(Beginning of SELECTED TEXT)
PHILADELPHIA (CBS) — Giving birth in the time of a pandemic. It has expectant mothers understandably worried. Two local women have had to adjust their birth plans due to the coronavirus pandemic.
Two pregnant women in the region spoke with CBS3 on Saturday night. One woman is from Pennsauken, New Jersey, and is having her baby at Penn Hospital in the coming weeks.
The other is from Philadelphia. She decided that after the outbreak to have her baby at home.
South Philadelphia resident Shakirah Abdullah is a mother of four, who will be welcoming her fifth child — a baby girl in May — during the COVID-19 crisis.
“It’s been hard because I’ve had the stress of worrying about if I go to the hospital with my baby or I will contract the virus,” Abdullah said.
She was originally supposed to have her baby at the birthing center, but after the staff there changed her birthing plan, she took another direction and opted to have her baby at home.
“I spoke to probably 10 different midwives and they spike their pricing due to COVID-19,” Abdullah said.
She says the cost jumped from $2,000 to about $5,000. Abdullah, who is a teacher and has health insurance, says her policy does not cover midwives.
Over in Pennsauken, Ciara Desper is considered to have a high-risk pregnancy. She’s planning to deliver her baby one week after Abdullah at the University of Pennsylvania Hospital.
(End of SELECTED TEXT)
* **YOUR TASKS**
- A) Echo the article on giving birth during the pandemic from "South Philadelphia resident" to "opted to have her baby at home.", word for word.
- B) Answer these questions from the article on giving birth during the pandemic:
(i) What is Shakirah Abdullah's job?
(ii) According to Abdullah, how much did the cost of a midwife rise?
(iii) Where is Ciara Desper planning to deliver her baby?
- C) Pick up the article on giving birth during the pandemic right after its last sentence and keep writing it.
(Beginning of THE DATA)
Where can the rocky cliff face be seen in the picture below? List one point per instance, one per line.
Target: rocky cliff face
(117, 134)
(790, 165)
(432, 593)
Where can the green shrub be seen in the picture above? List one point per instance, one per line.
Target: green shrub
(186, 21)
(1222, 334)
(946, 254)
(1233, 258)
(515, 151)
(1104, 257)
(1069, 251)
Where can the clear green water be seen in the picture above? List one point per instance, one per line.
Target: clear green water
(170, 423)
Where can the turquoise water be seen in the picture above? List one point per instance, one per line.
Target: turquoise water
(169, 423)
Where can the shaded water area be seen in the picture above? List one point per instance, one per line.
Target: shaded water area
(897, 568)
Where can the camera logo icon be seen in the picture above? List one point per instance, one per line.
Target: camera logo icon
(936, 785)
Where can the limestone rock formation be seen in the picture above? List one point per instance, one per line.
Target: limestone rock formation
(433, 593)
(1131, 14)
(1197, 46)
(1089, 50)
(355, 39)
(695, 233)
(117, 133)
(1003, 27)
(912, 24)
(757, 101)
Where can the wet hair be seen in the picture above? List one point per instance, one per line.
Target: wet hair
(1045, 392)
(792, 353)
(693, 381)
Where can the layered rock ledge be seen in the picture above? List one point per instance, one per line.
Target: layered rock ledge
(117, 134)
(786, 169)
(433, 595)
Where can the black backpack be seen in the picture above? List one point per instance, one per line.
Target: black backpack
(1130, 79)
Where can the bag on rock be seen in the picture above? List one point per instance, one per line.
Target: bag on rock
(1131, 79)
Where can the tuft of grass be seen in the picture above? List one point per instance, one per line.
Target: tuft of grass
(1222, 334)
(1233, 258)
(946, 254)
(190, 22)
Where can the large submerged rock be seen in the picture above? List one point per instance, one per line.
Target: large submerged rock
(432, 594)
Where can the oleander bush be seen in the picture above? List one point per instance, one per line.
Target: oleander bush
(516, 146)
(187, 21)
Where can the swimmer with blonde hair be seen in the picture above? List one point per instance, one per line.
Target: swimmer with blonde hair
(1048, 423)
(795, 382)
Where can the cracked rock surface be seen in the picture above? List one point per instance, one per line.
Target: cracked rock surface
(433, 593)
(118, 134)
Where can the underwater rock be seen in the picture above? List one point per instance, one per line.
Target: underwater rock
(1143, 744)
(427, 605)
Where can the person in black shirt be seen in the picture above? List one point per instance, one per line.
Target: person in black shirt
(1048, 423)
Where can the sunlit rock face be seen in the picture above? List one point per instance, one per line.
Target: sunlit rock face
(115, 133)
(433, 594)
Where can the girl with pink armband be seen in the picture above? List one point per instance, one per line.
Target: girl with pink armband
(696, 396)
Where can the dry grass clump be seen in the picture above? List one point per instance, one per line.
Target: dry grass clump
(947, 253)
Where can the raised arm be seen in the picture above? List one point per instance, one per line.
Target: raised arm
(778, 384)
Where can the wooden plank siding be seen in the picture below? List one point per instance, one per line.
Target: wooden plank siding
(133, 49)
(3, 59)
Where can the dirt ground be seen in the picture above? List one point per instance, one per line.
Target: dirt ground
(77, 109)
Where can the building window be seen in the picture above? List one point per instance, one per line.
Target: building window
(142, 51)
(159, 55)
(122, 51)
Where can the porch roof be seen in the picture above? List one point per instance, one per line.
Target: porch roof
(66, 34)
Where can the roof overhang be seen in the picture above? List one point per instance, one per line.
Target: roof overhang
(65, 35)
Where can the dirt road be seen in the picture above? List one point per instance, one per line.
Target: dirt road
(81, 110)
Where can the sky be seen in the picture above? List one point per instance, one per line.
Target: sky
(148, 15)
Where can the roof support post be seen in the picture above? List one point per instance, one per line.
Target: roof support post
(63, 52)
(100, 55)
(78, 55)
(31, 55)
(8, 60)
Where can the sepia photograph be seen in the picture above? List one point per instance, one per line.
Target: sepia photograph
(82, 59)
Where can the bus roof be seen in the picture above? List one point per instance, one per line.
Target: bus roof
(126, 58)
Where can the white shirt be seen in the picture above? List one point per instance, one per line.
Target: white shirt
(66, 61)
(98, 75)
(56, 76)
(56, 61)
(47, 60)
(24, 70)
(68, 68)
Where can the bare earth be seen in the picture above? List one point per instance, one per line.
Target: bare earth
(End of THE DATA)
* **OUTPUTS FOR THE TASKS**
- A)
South Philadelphia resident Shakirah Abdullah is a mother of four, who will be welcoming her fifth child — a baby girl in May — during the COVID-19 crisis.
“It’s been hard because I’ve had the stress of worrying about if I go to the hospital with my baby or I will contract the virus,” Abdullah said.
She was originally supposed to have her baby at the birthing center, but after the staff there changed her birthing plan, she took another direction and opted to have her baby at home.

- B)
(i) She is a teacher.
(ii) It jumped from $2,000 to about $5,000.
(iii) At the University of Pennsylvania Hospital.

- C)
“It is absolutely terrifying, especially for someone like me who worked so hard to get pregnant,” she said. “And then having one of the pregnancies. … And now here comes on top of everything, COVID-19.”
She says Penn Hospital changed its policy to only allow one visitor — which will be her husband, Avery.
“It can be a little nerve-wracking a little bit at times when you think about it, having to step foot into the hospitals. Even now, she’s going for doctor visits,” he said.
They will welcome their first child — a baby girl during an unprecedented era.
For Abdullah, she’s staying in prayer.
“I have faith. I believe that God will get me through this, will get my baby through this,” Abdullah said.
Officials with the CDC say they still do not know if a pregnant woman with coronavirus can pass the virus that causes COVID-19 to her fetus or baby during pregnancy or delivery.